• **Things to do**:
a: Reproduce the passage from the text on the 2014 Brazilian gubernatorial elections that begins with "Gubernatorial elections were" and ends after "Workers' Party (re-elected)", word for word.
b: Pick up the text on the 2014 Brazilian gubernatorial elections after its final line and keep writing it.

===== Provided text =====

2014 Brazilian gubernatorial elections
- PMDB (7) PT (5) PSDB (4) PSB (3) PDT (2) PSD (2) PCdoB (1) PP (1) PROS (1)

= 2014 Brazilian gubernatorial elections =

Gubernatorial elections were held in Brazil on 5 October 2014 alongside nationwide general elections, with runoff elections held in several states on 26 October.

==Results==
The Governors elected in 2014 were the following:
- Acre – Tião Viana from the Workers' Party (re-elected)
- Alagoas – Renan Filho from the Brazilian Democratic Movement Party
- Amapá – Waldez Góes from the Democratic Labour Party
- Amazonas – José Melo from the Republican Party of the Social Order
- Bahia – Rui Costa from the Workers' Party
- Ceará – Camilo Santana from the Workers' Party
- Espírito Santo – Paulo Hartung from the Brazilian Democratic Movement Party
- Federal District – Rodrigo Rollemberg from the Brazilian Socialist Party
- Goiás – Marconi Perillo from the Brazilian Social Democracy Party
- Maranhão – Flávio Dino from the Communist Party of Brazil
- Mato Grosso – Pedro Taques from the Democratic Labour Party
- Mato Grosso do Sul – Reinaldo Azambuja from the Brazilian Social Democracy Party
- Minas Gerais – Fernando Pimentel from the Workers' Party
- Pará – Simão Jatene from the Brazilian Social Democracy Party (re-elected)

===== Listed entries =====

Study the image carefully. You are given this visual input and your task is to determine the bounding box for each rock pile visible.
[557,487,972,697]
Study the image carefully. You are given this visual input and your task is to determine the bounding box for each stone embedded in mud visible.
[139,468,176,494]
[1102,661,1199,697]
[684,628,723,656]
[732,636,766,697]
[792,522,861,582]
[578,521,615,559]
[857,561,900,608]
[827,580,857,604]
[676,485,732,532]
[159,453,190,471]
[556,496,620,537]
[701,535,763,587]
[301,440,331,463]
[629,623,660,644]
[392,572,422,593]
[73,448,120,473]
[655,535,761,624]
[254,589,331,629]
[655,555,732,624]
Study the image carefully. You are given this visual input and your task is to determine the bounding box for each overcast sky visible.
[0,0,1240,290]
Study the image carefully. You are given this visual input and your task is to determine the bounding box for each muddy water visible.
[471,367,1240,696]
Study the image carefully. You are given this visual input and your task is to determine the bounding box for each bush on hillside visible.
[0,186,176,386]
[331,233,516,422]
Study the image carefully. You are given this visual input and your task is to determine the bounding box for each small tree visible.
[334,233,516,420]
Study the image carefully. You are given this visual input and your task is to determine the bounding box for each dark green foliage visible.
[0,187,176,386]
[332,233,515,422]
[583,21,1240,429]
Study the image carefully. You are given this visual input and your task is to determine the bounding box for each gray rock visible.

=====
===== Listed entries =====

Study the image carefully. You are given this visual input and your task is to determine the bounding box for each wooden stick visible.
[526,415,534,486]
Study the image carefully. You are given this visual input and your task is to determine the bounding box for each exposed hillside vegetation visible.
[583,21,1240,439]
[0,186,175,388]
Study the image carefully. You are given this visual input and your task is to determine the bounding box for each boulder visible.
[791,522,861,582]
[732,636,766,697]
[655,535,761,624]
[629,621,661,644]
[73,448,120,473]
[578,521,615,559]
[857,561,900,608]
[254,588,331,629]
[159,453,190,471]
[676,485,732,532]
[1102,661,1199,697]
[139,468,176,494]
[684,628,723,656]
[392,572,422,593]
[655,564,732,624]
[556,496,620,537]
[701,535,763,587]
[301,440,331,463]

=====

• **Responses to the exercise**:
a:
Gubernatorial elections were held in Brazil on 5 October 2014 alongside nationwide general elections, with runoff elections held in several states on 26 October.

==Results==
The Governors elected in 2014 were the following:
- Acre – Tião Viana from the Workers' Party (re-elected)

b:
- Paraíba – Ricardo Coutinho from the Brazilian Socialist Party (re-elected)
- Paraná – Beto Richa from the Brazilian Social Democracy Party (re-elected)
- Pernambuco – Paulo Câmara from the Brazilian Socialist Party
- Piauí – Wellington Dias from the Workers' Party
- Rio de Janeiro – Luiz Fernando Pezão from the Brazilian Democratic Movement Party
- Rio Grande do Norte – Robinson Faria from the Social Democratic Party
- Rio Grande do Sul – José Ivo Sartori from the Brazilian Democratic Movement Party
- Rondônia – Confúcio Moura from the Brazilian Democratic Movement Party (re-elected)
- Roraima – Suely Campos from the Progressive Party
- Santa Catarina – Raimundo Colombo from the Social Democratic Party (re-elected)
- São Paulo – Geraldo Alckmin from the Brazilian Social Democratic Party (re-elected)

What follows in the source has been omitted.